What you will do:
• 1. In the article about the transplant rabies case, which publication carried the report on the investigation's final results?
• 2. Rewrite the passage of the rabies transplant article from "By Jennifer Broderick" up to and including "authorities in March.", changing "kidney" to "liver".
• 3. Continue the article on the organ-transplant rabies case from the point where it stops.

Extract:
[Start of section]
By Jennifer Broderick | Update Date: Jul 25, 2013 12:48 AM EDT

A unique case of raccoon rabies is the cause of death after a US kidney donor died in 2011 and his transplant recipient 18 months later, US researchers said Tuesday.

In March, health officials announced that a Maryland man had died of rabies contracted through exposure to an infected kidney he had received 18 months before he fell ill.

The report in the July 24 edition of the Journal of the American Medical Association describes the final results of an investigation into the case, which was announced by US health authorities in March.

The reason his organs were passed on as suitable donor organs is due to the fact that the patient took so long to develop the symptoms associated with rabies.  It was only after ruling out other possibilities and retesting tissue samples saved from the autopsy of the donor that investigators discovered the source of the infection.

They quickly notified three other people who had received organs from the same donor. Those patients have all received protective rabies shots and are doing well, officials said.
[End of section]
Supplied information:
[Start of section]
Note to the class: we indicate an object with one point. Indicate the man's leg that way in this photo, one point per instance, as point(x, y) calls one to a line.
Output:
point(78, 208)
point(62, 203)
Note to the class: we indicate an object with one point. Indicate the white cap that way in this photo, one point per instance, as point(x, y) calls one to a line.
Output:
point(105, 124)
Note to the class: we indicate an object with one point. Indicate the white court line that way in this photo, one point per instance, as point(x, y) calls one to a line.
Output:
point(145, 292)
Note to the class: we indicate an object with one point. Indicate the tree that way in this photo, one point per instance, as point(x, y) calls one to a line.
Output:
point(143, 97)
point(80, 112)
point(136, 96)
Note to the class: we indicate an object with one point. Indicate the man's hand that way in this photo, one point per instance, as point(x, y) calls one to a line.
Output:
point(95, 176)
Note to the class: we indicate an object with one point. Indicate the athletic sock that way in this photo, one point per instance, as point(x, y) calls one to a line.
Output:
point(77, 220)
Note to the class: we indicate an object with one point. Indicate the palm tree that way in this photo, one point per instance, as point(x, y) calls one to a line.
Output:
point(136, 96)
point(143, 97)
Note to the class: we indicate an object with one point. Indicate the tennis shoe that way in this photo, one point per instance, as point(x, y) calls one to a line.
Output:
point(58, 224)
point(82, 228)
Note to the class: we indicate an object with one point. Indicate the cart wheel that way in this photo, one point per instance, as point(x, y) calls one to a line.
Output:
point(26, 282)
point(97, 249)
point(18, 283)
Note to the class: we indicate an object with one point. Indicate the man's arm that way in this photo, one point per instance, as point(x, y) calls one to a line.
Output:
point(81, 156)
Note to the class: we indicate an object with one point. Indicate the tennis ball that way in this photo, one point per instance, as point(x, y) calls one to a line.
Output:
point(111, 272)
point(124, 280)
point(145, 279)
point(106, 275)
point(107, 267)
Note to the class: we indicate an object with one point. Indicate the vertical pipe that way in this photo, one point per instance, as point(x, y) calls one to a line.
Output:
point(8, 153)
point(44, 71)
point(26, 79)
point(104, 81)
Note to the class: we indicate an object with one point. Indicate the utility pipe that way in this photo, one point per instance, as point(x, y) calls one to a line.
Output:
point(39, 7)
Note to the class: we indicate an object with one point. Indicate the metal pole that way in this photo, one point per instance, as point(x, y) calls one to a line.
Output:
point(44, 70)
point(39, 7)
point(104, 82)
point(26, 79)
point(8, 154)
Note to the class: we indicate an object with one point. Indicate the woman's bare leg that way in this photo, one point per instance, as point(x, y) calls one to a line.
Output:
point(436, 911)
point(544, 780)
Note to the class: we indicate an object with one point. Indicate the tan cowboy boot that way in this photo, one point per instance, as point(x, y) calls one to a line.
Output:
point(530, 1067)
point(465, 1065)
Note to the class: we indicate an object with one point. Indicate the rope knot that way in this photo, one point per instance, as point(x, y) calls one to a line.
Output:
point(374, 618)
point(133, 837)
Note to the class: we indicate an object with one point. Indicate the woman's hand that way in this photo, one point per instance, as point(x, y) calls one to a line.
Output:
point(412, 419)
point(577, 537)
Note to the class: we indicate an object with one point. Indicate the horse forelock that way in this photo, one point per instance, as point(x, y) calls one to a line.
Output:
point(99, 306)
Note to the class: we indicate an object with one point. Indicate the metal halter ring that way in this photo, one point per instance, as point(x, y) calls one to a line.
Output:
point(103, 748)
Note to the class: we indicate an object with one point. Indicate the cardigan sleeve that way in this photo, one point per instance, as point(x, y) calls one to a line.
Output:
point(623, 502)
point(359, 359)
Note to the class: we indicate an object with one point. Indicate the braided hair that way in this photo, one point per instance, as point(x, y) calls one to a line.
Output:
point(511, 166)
[End of section]
Results of the exercise:
• 1. The July 24 edition of the Journal of the American Medical Association.

• 2.
By Jennifer Broderick | Update Date: Jul 25, 2013 12:48 AM EDT

A unique case of raccoon rabies is the cause of death after a US liver donor died in 2011 and his transplant recipient 18 months later, US researchers said Tuesday.

In March, health officials announced that a Maryland man had died of rabies contracted through exposure to an infected liver he had received 18 months before he fell ill.

The report in the July 24 edition of the Journal of the American Medical Association describes the final results of an investigation into the case, which was announced by US health authorities in March.

• 3.
Organ donors are regularly checked for a range of infectious diseases, including HIV, herpes, hepatitis and cytomegalovirus. They are not routinely screened for rabies. That's partly because the disease is very rare - an average of two rabies deaths are reported in the United States each year - and partly because rabies testing can take weeks to return results. Human organs have to be transplanted very quickly, typically within hours of a donor's death.

"There have only been three ever-reported clusters of transplant transmitted rabies worldwide, two in the United States and one in Germany, through solid organ transplantation," said Dr. Sridhar Basavaraju, who was part of the team that investigated the deaths.

Basavaraju is an epidemiologist with the Office of Blood, Organ, and Other Tissue Safety at the U.S. Centers for Disease Control and Prevention.